High school students who participate in the AVID college prep program have lower substance use and better health behaviors. Significantly, the findings imply that ‘academic tracking,’ or the practice of separating high and low-performing students into separate classes, reinforces risky social networks and behaviors.
According to new UCLA-led research, a college preparatory program for youth experiencing educational inequity that operates in approximately 13% of US public high schools has a positive impact on students’ social networks, psycho-social outcomes, and health behaviors.
According to the findings, which were published in the peer-reviewed journal Pediatrics, the Advancement via Individual Determination (AVID) program, which aims to increase educational opportunities for under-represented and economically disadvantaged students, also significantly reduces substance use.
In high schools, “academic tracking” is a common practice in which lower-performing students are clustered with others of similar academic achievement. Although this practice was intended to tailor academic rigor to students’ level of preparation, the study findings suggest that it may be counterproductive by reinforcing risky behaviors that students learn from their peers.

Problem: Reproduce the passage of the AVID program article from "According to the" up to and including "reduces substance use.".

Stored data entries
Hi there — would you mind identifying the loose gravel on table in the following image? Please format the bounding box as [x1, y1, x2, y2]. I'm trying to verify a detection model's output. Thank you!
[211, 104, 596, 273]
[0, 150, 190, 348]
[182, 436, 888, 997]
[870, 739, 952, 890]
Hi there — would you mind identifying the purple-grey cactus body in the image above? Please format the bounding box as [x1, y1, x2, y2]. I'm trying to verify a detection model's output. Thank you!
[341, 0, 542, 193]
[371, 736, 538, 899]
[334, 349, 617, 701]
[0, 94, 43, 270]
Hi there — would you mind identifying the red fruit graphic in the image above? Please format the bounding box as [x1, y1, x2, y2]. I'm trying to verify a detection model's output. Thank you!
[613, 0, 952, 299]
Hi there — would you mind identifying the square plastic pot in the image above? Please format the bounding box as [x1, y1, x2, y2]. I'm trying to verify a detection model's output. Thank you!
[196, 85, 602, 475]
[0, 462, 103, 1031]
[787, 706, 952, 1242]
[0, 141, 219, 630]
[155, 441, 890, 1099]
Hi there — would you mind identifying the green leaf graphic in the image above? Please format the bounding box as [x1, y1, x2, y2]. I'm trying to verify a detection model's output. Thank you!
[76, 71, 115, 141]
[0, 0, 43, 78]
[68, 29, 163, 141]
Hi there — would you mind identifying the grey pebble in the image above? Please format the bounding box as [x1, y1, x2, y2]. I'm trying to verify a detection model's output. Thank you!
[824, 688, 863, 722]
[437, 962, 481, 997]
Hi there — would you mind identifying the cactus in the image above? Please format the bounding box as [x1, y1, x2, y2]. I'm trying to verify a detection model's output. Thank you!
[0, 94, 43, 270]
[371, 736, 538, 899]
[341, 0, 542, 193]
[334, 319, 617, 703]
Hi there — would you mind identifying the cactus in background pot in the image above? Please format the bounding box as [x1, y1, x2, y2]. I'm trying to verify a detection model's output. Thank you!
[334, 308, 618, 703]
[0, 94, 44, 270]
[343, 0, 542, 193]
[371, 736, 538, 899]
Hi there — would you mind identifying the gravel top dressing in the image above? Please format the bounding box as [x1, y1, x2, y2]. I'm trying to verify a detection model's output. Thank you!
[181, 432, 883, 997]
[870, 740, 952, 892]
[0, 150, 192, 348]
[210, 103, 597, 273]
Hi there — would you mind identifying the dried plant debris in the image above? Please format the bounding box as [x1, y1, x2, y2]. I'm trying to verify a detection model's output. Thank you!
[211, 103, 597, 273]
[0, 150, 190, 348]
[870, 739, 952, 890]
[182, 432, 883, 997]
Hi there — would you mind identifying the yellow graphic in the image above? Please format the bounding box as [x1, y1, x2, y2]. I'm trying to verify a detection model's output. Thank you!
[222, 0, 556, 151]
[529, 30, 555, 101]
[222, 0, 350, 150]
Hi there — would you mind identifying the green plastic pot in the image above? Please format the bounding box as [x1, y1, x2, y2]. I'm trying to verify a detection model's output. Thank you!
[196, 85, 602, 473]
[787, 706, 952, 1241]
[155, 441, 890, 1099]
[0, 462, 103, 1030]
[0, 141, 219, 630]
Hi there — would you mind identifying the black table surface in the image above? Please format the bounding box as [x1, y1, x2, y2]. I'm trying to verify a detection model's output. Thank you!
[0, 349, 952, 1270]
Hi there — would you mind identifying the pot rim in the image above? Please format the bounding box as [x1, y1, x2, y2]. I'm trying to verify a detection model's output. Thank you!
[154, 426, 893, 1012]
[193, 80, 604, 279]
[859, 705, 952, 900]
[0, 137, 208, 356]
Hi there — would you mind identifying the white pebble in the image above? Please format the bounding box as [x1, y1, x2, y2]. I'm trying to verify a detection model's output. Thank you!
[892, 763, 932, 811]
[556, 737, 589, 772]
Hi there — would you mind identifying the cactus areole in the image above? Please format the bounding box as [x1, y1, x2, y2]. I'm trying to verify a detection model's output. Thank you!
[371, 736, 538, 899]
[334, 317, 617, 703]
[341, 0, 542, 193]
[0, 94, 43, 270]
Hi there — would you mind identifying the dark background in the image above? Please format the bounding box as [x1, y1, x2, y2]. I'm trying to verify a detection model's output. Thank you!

Response:
According to the findings, which were published in the peer-reviewed journal Pediatrics, the Advancement via Individual Determination (AVID) program, which aims to increase educational opportunities for under-represented and economically disadvantaged students, also significantly reduces substance use.